* Stated exercise 1
In the forum post, how many of the five ST units have worked flawlessly for the writer?
* Stated exercise 2
Shorten the paragraph of the forum post that begins "IMHO, the quality of the filler is key" while keeping its main points.
* Stated exercise 3
List every product or brand name that appears in the forum post.

* Extracted text
IMHO, the quality of the filler is key. It needs to be fresh & slightly moist. If it is dry - it will never wick properly. Ever notice the kanger horizonal have better batting averages - they come in blister packaging - maybe air tight?

For the time being, my VPX is on vacation as I mess with Vivi Nova ver1 - already it's flawed but I can work with it with the quck fixes.

I guess it's back to Boges but I had the same issues with Boges back in the winter. I guess it 6 of some or 1/2 a dozen of the other.

Same experiences with the ST's in tanks. Only 2 of 5 have thus far worked flawlessly for me (2.5ohm DC). It's very frustrating because the 2 that do work are simply amazing. I had one of these 2 going for almost a month.
The 2 1.7 DC's that came with the ST tanks were basically DOA. Horrible burned taste from the get go.

* Extracted records

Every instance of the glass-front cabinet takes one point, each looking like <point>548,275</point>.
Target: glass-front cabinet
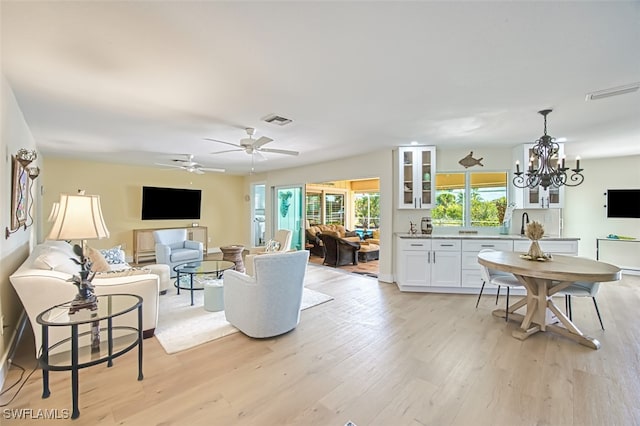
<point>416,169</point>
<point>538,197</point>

---

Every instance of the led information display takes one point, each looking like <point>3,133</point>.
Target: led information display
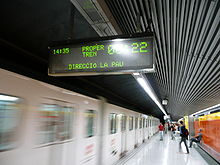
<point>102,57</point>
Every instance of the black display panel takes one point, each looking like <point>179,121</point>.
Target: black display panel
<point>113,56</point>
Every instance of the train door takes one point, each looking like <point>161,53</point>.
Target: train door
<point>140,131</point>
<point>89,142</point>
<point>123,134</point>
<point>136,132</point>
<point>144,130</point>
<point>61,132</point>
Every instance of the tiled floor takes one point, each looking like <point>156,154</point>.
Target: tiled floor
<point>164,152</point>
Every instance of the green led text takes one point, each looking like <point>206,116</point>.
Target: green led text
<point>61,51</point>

==

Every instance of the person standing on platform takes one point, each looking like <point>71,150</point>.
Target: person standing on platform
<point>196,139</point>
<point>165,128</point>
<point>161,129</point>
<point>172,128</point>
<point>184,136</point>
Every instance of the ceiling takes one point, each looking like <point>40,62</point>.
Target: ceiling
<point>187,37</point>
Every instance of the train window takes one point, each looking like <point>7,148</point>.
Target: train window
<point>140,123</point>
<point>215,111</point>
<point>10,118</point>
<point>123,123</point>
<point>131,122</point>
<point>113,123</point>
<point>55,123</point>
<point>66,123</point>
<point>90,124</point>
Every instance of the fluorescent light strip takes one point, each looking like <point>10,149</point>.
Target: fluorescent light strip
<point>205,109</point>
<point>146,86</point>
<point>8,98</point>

* Reply 1
Two of the five (the 2.5 ohm DC ones).

* Reply 2
Filler quality matters most. It must be fresh and slightly moist, because dry filler never wicks properly. The writer wonders whether Kanger horizontals do better because their blister packaging may be airtight.

* Reply 3
- Kanger horizontal
- VPX
- Vivi Nova ver1
- Boges
- ST